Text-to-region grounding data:
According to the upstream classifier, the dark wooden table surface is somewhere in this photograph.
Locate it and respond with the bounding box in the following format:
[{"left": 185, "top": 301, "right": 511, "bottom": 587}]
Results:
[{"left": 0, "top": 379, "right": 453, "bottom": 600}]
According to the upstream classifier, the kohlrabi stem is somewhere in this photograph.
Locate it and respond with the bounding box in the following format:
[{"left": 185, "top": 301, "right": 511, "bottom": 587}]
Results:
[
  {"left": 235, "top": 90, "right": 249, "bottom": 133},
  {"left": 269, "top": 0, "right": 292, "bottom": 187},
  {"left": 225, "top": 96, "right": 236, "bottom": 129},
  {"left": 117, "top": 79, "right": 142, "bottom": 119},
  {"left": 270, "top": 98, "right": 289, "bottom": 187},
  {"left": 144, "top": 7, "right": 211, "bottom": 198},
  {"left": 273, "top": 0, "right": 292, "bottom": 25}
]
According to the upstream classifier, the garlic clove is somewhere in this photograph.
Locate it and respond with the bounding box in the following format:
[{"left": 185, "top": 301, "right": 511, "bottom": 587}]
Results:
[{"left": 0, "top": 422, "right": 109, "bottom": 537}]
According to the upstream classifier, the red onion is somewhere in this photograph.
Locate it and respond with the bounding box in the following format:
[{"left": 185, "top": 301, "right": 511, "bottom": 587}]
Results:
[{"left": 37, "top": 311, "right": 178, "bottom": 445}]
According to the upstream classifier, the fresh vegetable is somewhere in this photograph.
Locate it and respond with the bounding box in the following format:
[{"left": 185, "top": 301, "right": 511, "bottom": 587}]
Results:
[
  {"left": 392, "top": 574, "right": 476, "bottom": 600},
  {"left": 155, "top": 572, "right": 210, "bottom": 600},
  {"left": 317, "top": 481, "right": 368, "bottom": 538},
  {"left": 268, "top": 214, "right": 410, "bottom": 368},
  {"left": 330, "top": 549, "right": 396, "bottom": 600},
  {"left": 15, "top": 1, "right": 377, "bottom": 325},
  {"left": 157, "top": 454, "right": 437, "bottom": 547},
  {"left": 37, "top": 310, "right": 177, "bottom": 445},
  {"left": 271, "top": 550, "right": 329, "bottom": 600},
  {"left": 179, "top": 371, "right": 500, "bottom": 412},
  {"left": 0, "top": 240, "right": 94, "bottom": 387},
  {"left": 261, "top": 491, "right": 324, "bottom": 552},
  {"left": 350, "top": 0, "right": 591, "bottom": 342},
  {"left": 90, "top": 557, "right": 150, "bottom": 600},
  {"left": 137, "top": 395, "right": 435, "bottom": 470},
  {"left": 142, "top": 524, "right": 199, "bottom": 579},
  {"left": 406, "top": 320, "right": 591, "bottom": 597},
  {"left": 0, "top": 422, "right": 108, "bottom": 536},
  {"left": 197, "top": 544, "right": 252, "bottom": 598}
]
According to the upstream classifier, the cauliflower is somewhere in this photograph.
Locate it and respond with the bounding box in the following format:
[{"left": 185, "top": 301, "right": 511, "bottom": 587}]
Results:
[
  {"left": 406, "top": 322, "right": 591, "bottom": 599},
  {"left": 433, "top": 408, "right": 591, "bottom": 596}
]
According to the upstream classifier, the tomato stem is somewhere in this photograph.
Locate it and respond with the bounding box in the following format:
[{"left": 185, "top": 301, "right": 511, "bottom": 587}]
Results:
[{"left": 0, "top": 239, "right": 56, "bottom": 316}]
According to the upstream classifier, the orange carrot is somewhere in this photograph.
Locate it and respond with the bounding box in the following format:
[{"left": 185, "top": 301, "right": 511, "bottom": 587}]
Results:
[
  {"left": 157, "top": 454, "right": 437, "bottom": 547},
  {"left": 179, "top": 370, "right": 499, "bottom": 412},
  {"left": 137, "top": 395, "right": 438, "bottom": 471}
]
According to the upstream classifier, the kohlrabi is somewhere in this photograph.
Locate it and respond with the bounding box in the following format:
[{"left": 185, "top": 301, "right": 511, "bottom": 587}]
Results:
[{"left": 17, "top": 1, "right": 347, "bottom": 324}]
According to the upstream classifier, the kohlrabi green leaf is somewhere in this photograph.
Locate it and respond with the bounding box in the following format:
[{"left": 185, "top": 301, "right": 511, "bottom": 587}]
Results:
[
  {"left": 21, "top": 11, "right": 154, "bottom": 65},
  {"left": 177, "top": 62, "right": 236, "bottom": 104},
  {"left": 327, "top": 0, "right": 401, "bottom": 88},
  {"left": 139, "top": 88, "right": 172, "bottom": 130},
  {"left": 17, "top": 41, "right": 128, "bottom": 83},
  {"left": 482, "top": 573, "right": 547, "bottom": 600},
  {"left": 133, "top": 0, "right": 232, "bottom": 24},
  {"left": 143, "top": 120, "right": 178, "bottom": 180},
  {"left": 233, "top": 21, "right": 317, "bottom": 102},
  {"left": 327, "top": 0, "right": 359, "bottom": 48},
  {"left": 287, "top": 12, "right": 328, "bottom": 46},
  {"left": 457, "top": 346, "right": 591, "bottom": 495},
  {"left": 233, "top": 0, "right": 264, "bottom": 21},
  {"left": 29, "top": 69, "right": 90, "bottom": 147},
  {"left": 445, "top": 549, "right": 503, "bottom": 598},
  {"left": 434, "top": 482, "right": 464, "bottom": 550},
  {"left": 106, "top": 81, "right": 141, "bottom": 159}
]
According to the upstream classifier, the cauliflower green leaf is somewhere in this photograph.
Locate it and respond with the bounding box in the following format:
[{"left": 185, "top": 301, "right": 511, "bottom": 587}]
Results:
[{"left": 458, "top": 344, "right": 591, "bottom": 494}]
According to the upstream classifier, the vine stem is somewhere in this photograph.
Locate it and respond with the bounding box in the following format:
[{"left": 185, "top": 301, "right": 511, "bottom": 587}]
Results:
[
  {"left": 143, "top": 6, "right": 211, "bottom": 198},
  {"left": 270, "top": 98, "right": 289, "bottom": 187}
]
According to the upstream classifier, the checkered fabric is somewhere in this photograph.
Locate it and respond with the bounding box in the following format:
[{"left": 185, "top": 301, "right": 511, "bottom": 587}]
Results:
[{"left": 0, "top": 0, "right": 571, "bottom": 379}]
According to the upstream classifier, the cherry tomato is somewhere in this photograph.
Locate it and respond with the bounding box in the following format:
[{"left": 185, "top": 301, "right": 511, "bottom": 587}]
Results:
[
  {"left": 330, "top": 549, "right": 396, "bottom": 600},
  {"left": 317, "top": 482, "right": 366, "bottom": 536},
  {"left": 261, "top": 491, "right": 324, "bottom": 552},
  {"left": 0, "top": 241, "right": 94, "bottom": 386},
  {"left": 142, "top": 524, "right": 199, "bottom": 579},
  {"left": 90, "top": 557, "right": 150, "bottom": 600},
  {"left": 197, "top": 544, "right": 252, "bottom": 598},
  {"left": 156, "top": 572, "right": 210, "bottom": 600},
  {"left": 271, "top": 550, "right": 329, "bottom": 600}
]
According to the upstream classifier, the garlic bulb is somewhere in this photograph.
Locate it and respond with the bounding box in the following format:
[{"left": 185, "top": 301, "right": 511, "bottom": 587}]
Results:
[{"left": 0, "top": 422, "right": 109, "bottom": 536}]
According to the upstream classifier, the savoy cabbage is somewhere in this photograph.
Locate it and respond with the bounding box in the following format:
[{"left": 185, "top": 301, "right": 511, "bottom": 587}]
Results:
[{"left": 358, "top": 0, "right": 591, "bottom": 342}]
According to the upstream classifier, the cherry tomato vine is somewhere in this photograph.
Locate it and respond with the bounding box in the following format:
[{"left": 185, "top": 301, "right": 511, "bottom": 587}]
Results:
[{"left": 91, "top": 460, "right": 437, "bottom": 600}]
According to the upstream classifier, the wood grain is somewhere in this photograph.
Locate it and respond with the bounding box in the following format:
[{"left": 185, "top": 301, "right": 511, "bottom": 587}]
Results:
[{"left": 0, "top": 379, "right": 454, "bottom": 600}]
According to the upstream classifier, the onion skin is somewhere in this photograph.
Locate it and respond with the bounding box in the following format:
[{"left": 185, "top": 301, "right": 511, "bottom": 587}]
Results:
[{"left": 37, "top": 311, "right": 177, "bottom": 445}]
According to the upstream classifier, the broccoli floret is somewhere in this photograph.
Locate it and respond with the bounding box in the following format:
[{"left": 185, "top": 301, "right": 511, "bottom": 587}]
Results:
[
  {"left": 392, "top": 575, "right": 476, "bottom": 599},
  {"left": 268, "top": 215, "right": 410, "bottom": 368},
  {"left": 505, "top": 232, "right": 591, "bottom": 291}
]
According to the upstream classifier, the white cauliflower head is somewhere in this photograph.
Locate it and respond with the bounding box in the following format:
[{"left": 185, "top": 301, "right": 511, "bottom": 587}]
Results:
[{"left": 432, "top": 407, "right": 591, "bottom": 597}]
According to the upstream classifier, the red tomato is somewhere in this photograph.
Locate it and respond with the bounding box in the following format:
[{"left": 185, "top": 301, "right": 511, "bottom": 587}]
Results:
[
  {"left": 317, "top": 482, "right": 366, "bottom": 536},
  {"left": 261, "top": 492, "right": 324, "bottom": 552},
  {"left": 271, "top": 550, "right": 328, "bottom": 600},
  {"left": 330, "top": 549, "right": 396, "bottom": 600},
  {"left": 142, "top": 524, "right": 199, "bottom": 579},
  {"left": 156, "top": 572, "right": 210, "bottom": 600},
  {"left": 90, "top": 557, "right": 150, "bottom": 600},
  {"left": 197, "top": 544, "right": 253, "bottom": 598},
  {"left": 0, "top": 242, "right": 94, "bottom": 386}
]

◆ Required action:
Each line of the data that contains "cauliflower" belongs in the answer.

◆ Your response:
According to the upstream classifier, the cauliflower is somewhere in this photograph.
According to the upstream classifier, the cauliflower green leaf is somewhere in this photograph.
According to the upstream classifier, the white cauliflower head is somewhere in this photograph.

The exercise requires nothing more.